**Segmento di testo**
-----

You have a dream, Susan. Hold on

Io confesso che ho pianto, l'altro giorno, quando ho letto le impietose cronache del crollo nervoso di Susan Boyle, la casalinga scozzese di mezz'età lanciata verso il successo da un talent show britannico, che non ha retto lo smacco di essersi classificata al secondo posto nel programma, dopo settimane di acclamazione da parte dei media. Era cliccatissima su Youtube, Susan. Nei titoli dei giornali era la “bruttina con la voce d'angelo”. Perché questa signora (con ritardi nell'apprendimento, apprendo dai giornali) molto poco patinata e persino sciatta era in grado di ammutolire una platea quando iniziava a cantare. La casalinga scozzese che cantava I Dreamed A Dream era la signora nessuna dalla vita anonima, improvvisamente investita da un'esplosione di celebrità. Adesso bisognerebbe (ed è giusto, vivaddio) prendersela con i giornali e con il successo e con la tv e con i reality. Ma prima di tutto bisogna dire a Susan di non mollare. Di ricordarsi che non è quel mondo di cartapesta che le ha dato quella voce angelica e non è lui che gliela può togliere. Oh, questa storia mi ha scioccato. Molto di più del fu crollo di Britney. Coraggio Susan: riprendersi è molto pop.

-----

**Consegna**
Trascrivi per favore l'intero testo su Susan Boyle, parola per parola e con la stessa punteggiatura.

**Righe**

-----

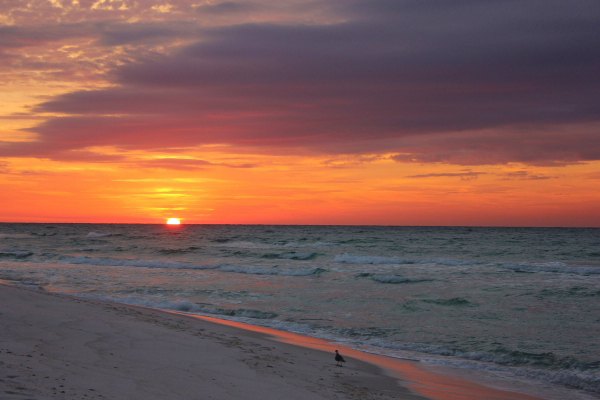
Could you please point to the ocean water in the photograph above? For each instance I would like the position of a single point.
(523, 302)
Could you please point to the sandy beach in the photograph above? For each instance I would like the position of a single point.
(57, 346)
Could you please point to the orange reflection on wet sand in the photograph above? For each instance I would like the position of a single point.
(425, 383)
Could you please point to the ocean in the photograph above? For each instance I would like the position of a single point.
(521, 302)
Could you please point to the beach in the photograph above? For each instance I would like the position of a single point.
(57, 346)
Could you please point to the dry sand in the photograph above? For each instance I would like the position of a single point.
(54, 346)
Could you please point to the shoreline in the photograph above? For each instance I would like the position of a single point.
(257, 355)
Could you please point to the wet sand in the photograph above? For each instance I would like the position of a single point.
(54, 346)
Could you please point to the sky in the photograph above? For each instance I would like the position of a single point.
(371, 112)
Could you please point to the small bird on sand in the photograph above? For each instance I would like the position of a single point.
(339, 359)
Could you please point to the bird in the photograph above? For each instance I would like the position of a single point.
(339, 359)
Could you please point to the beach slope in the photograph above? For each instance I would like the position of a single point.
(56, 346)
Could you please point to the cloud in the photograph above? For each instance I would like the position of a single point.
(464, 176)
(434, 81)
(526, 175)
(186, 164)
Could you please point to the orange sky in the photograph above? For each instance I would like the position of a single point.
(296, 113)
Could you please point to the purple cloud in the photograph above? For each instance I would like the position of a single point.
(458, 82)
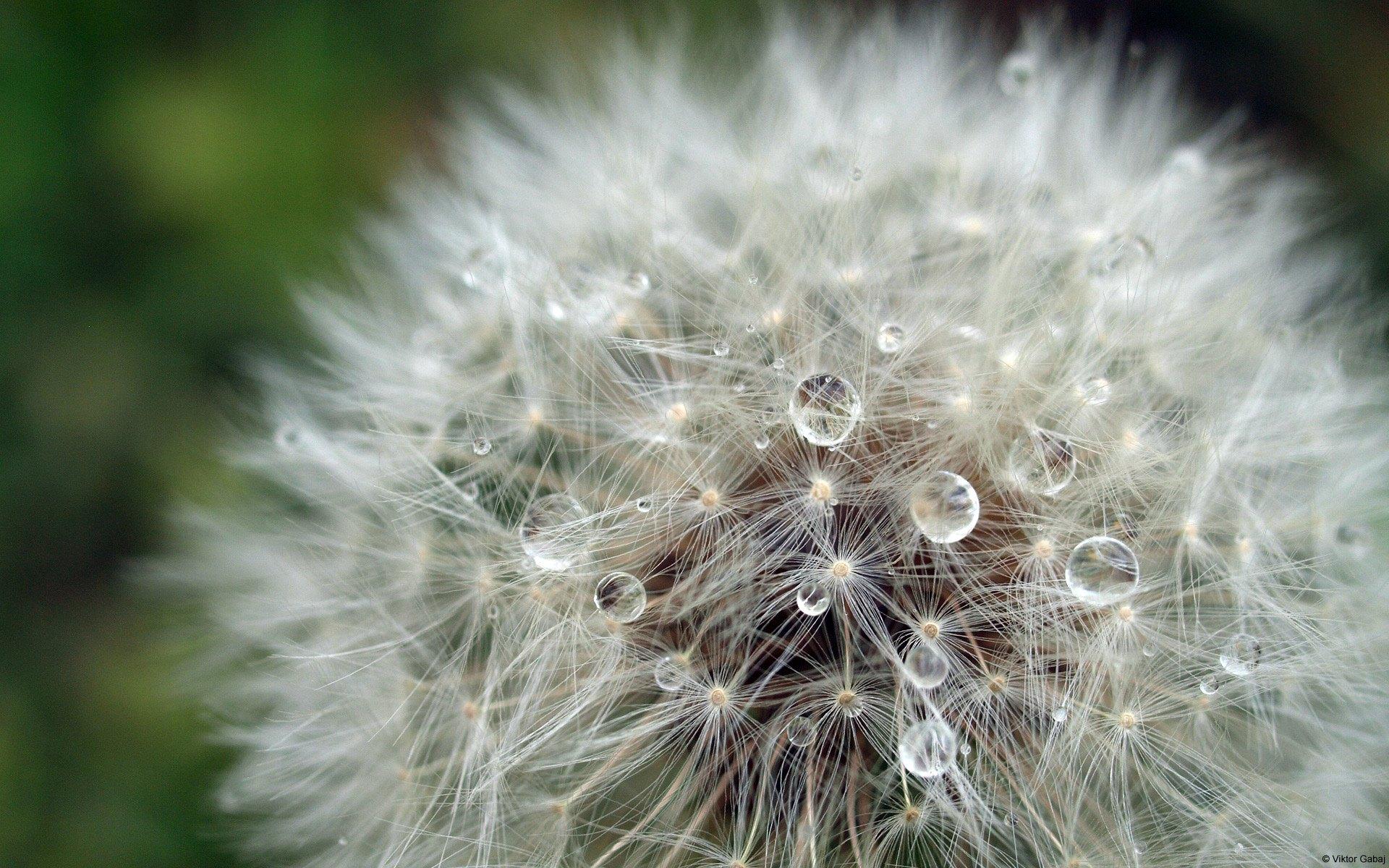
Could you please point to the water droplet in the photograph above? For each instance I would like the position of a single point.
(670, 673)
(945, 507)
(813, 597)
(824, 409)
(1095, 391)
(800, 731)
(928, 749)
(1118, 253)
(925, 667)
(1102, 570)
(1241, 655)
(548, 534)
(1017, 72)
(1354, 538)
(1042, 463)
(889, 338)
(620, 596)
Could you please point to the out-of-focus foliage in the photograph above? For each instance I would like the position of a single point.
(169, 171)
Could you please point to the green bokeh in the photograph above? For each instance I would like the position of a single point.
(170, 171)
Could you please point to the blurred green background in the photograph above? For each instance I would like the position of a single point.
(170, 171)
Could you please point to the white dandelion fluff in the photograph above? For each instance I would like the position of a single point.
(891, 454)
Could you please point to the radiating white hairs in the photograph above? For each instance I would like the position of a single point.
(877, 453)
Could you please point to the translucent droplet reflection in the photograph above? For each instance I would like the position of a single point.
(925, 667)
(549, 534)
(1042, 463)
(824, 409)
(945, 507)
(928, 749)
(620, 596)
(1102, 571)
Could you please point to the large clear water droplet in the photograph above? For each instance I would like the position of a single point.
(889, 338)
(945, 507)
(925, 667)
(1241, 655)
(1042, 463)
(813, 597)
(928, 749)
(549, 531)
(800, 731)
(620, 596)
(824, 409)
(1102, 571)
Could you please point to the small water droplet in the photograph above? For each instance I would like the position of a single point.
(1241, 655)
(825, 409)
(620, 596)
(813, 597)
(925, 667)
(548, 532)
(889, 338)
(1095, 391)
(1118, 253)
(1017, 72)
(928, 749)
(1102, 570)
(800, 731)
(945, 507)
(1042, 463)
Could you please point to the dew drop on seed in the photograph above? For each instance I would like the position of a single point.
(1241, 655)
(1118, 253)
(1102, 571)
(889, 338)
(620, 596)
(668, 673)
(825, 409)
(925, 667)
(1017, 72)
(548, 534)
(928, 749)
(800, 731)
(813, 599)
(1042, 463)
(1095, 391)
(945, 507)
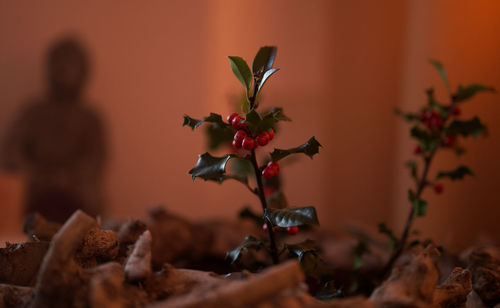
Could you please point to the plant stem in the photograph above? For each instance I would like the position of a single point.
(262, 197)
(420, 187)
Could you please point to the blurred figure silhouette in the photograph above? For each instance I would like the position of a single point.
(57, 142)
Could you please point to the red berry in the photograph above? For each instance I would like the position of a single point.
(438, 188)
(268, 191)
(292, 230)
(275, 166)
(456, 111)
(417, 150)
(450, 140)
(271, 134)
(237, 144)
(240, 134)
(268, 172)
(231, 117)
(263, 138)
(236, 122)
(248, 143)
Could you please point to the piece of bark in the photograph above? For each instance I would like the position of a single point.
(484, 264)
(36, 225)
(106, 286)
(138, 265)
(410, 285)
(453, 292)
(245, 293)
(98, 246)
(19, 263)
(14, 296)
(61, 282)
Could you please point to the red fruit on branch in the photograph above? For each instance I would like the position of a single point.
(292, 230)
(239, 135)
(417, 150)
(438, 188)
(268, 191)
(275, 166)
(456, 111)
(237, 144)
(271, 134)
(449, 140)
(248, 143)
(231, 117)
(263, 138)
(268, 172)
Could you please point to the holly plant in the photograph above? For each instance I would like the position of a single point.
(250, 133)
(437, 126)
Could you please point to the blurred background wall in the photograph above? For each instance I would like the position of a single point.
(344, 66)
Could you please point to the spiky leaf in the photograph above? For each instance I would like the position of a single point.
(292, 216)
(455, 174)
(442, 72)
(310, 148)
(465, 128)
(241, 71)
(212, 118)
(210, 167)
(264, 60)
(250, 242)
(467, 92)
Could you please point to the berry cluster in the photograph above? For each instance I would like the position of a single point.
(242, 137)
(434, 122)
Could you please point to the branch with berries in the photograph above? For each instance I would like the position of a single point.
(248, 132)
(436, 127)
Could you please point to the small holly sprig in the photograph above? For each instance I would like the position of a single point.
(252, 130)
(436, 127)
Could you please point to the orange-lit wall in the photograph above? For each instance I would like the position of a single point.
(344, 65)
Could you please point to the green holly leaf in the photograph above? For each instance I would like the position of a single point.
(247, 213)
(426, 140)
(250, 242)
(455, 174)
(241, 71)
(465, 128)
(407, 116)
(264, 60)
(393, 240)
(412, 165)
(266, 76)
(212, 118)
(309, 148)
(209, 167)
(419, 207)
(299, 250)
(467, 92)
(442, 72)
(292, 216)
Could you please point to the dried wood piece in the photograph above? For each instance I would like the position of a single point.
(106, 286)
(453, 292)
(99, 244)
(19, 263)
(410, 285)
(60, 281)
(36, 225)
(138, 265)
(245, 293)
(484, 264)
(14, 296)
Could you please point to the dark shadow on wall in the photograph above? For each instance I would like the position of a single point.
(57, 142)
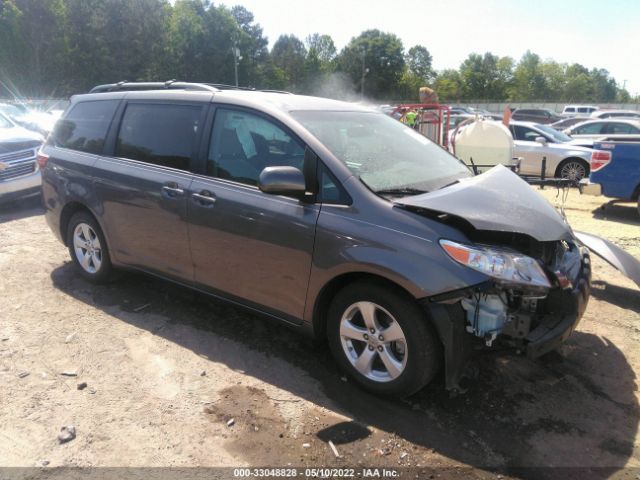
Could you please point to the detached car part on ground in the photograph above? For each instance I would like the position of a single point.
(335, 219)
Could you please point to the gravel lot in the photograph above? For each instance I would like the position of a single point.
(168, 369)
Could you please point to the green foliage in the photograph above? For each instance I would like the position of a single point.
(380, 56)
(418, 61)
(289, 54)
(62, 47)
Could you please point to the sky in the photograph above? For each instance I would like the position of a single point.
(596, 34)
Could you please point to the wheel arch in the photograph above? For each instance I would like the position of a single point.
(333, 286)
(68, 211)
(568, 159)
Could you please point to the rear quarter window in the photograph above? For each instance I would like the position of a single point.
(85, 127)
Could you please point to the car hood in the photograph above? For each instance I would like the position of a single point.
(497, 200)
(560, 148)
(18, 134)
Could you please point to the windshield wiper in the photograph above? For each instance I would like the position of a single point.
(401, 192)
(449, 184)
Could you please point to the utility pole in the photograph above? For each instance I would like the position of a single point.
(364, 72)
(236, 58)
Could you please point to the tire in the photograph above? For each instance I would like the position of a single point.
(393, 368)
(573, 169)
(88, 248)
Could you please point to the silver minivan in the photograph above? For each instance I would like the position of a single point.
(328, 216)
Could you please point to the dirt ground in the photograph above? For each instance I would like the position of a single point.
(176, 379)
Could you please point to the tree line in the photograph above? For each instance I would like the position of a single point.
(55, 48)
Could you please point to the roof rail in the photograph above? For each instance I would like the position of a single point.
(277, 91)
(168, 85)
(222, 86)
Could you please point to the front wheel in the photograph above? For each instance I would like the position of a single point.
(382, 339)
(88, 248)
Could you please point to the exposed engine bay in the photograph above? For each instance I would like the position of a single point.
(516, 312)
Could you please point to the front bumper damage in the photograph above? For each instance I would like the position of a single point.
(490, 315)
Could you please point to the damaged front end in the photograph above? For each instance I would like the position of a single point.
(535, 297)
(538, 273)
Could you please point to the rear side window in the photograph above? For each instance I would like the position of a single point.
(590, 129)
(243, 144)
(85, 126)
(524, 133)
(162, 135)
(621, 128)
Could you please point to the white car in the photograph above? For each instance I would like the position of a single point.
(578, 110)
(615, 114)
(19, 173)
(601, 128)
(533, 142)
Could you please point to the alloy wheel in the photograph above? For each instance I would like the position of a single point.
(373, 341)
(86, 246)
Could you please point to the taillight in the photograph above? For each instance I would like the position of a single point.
(599, 159)
(42, 160)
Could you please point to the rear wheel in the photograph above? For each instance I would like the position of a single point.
(88, 248)
(572, 169)
(382, 339)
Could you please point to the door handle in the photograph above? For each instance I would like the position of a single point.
(205, 198)
(172, 189)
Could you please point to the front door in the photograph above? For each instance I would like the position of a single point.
(248, 245)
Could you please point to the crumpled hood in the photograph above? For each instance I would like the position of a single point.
(497, 200)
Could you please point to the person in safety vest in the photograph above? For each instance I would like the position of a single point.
(411, 118)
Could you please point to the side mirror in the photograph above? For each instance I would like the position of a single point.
(288, 181)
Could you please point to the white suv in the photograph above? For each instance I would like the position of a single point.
(19, 173)
(581, 110)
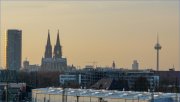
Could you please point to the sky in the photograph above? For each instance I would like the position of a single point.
(100, 31)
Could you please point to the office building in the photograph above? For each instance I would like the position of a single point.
(13, 49)
(135, 65)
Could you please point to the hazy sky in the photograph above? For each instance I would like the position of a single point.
(100, 31)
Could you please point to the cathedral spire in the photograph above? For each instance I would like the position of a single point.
(57, 48)
(48, 51)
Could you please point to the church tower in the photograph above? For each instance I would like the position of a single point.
(48, 51)
(57, 48)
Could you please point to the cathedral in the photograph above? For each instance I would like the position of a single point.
(53, 61)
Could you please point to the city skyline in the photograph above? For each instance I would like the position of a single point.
(97, 31)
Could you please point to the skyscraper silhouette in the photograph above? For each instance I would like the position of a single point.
(157, 48)
(57, 48)
(13, 49)
(48, 51)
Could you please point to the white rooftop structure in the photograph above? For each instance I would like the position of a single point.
(90, 95)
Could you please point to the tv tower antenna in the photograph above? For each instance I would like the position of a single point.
(157, 48)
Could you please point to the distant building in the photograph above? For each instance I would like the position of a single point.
(113, 65)
(90, 76)
(135, 65)
(53, 62)
(30, 68)
(13, 49)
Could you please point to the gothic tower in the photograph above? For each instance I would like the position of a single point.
(57, 48)
(48, 51)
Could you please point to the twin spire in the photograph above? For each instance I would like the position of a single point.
(57, 48)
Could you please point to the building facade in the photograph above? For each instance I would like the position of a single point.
(13, 49)
(53, 61)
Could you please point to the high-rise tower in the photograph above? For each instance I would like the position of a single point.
(13, 49)
(157, 48)
(48, 51)
(57, 48)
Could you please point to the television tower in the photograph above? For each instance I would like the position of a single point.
(157, 47)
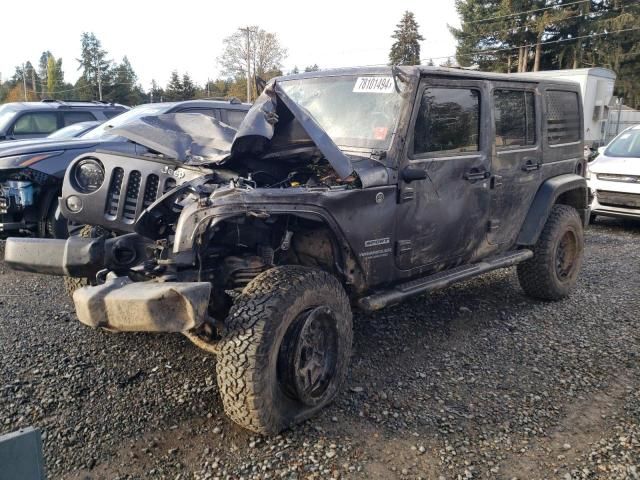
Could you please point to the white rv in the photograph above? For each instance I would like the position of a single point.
(596, 85)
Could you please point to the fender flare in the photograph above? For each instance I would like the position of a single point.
(570, 189)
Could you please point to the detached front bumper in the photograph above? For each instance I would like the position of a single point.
(119, 304)
(126, 306)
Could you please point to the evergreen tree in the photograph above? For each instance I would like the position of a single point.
(189, 88)
(174, 88)
(156, 93)
(94, 64)
(526, 35)
(406, 48)
(125, 89)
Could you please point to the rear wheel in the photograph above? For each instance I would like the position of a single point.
(285, 350)
(71, 284)
(557, 256)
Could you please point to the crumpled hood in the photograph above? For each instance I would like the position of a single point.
(189, 137)
(194, 138)
(259, 126)
(615, 165)
(9, 149)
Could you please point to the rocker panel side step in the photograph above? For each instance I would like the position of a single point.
(396, 294)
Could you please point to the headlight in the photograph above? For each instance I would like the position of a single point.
(74, 204)
(88, 175)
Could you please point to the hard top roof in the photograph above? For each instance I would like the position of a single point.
(232, 104)
(62, 104)
(425, 70)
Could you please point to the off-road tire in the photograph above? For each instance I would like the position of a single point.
(539, 276)
(71, 284)
(248, 368)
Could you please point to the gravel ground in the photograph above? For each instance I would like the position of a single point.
(476, 381)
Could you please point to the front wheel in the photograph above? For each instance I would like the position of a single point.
(557, 256)
(285, 348)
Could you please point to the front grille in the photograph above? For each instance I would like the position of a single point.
(139, 193)
(132, 184)
(113, 197)
(618, 199)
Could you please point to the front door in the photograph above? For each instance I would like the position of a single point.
(442, 219)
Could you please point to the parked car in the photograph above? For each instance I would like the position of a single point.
(75, 130)
(20, 120)
(357, 187)
(614, 177)
(31, 172)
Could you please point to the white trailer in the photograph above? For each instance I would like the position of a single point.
(596, 86)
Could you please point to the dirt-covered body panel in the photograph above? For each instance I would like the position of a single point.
(355, 186)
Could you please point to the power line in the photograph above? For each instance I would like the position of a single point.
(484, 52)
(514, 29)
(528, 11)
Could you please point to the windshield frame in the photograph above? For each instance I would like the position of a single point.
(635, 131)
(344, 143)
(7, 113)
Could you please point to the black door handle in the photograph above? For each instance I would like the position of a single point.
(475, 175)
(530, 166)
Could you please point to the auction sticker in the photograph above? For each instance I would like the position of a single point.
(374, 85)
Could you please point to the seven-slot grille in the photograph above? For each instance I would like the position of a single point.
(130, 193)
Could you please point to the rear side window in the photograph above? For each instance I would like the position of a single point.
(75, 117)
(563, 117)
(448, 121)
(515, 118)
(36, 123)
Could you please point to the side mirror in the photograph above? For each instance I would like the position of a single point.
(410, 174)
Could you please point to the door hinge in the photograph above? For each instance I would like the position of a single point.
(496, 181)
(406, 195)
(403, 247)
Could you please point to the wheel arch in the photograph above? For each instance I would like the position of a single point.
(567, 189)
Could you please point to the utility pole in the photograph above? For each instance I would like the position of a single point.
(247, 30)
(24, 81)
(99, 83)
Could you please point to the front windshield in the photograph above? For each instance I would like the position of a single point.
(103, 131)
(359, 112)
(626, 145)
(6, 114)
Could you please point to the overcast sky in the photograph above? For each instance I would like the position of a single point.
(187, 35)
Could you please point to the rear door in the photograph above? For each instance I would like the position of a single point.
(442, 219)
(516, 159)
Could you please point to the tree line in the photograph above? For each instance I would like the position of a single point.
(495, 35)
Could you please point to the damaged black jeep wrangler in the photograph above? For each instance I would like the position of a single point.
(341, 189)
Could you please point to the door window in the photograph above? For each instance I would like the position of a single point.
(36, 123)
(76, 117)
(448, 121)
(563, 117)
(515, 118)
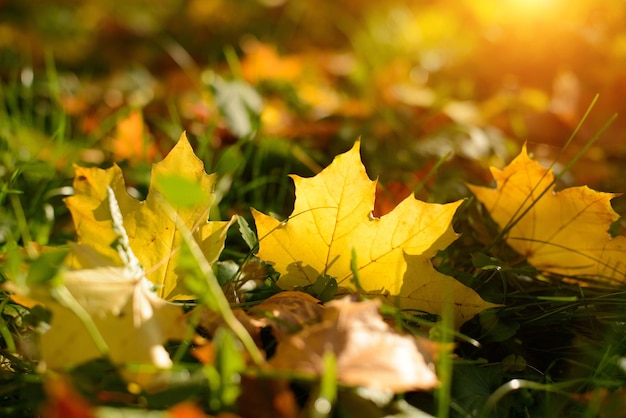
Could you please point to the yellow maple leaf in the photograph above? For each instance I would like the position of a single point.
(564, 232)
(368, 351)
(332, 217)
(130, 319)
(153, 235)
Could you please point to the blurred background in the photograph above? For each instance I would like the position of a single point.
(452, 85)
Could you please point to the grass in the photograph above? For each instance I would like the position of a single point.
(553, 349)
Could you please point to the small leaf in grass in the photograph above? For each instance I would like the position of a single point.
(240, 104)
(230, 363)
(182, 192)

-----

**Risposta attesa**
You have a dream, Susan. Hold on

Io confesso che ho pianto, l'altro giorno, quando ho letto le impietose cronache del crollo nervoso di Susan Boyle, la casalinga scozzese di mezz'età lanciata verso il successo da un talent show britannico, che non ha retto lo smacco di essersi classificata al secondo posto nel programma, dopo settimane di acclamazione da parte dei media. Era cliccatissima su Youtube, Susan. Nei titoli dei giornali era la “bruttina con la voce d'angelo”. Perché questa signora (con ritardi nell'apprendimento, apprendo dai giornali) molto poco patinata e persino sciatta era in grado di ammutolire una platea quando iniziava a cantare. La casalinga scozzese che cantava I Dreamed A Dream era la signora nessuna dalla vita anonima, improvvisamente investita da un'esplosione di celebrità. Adesso bisognerebbe (ed è giusto, vivaddio) prendersela con i giornali e con il successo e con la tv e con i reality. Ma prima di tutto bisogna dire a Susan di non mollare. Di ricordarsi che non è quel mondo di cartapesta che le ha dato quella voce angelica e non è lui che gliela può togliere. Oh, questa storia mi ha scioccato. Molto di più del fu crollo di Britney. Coraggio Susan: riprendersi è molto pop.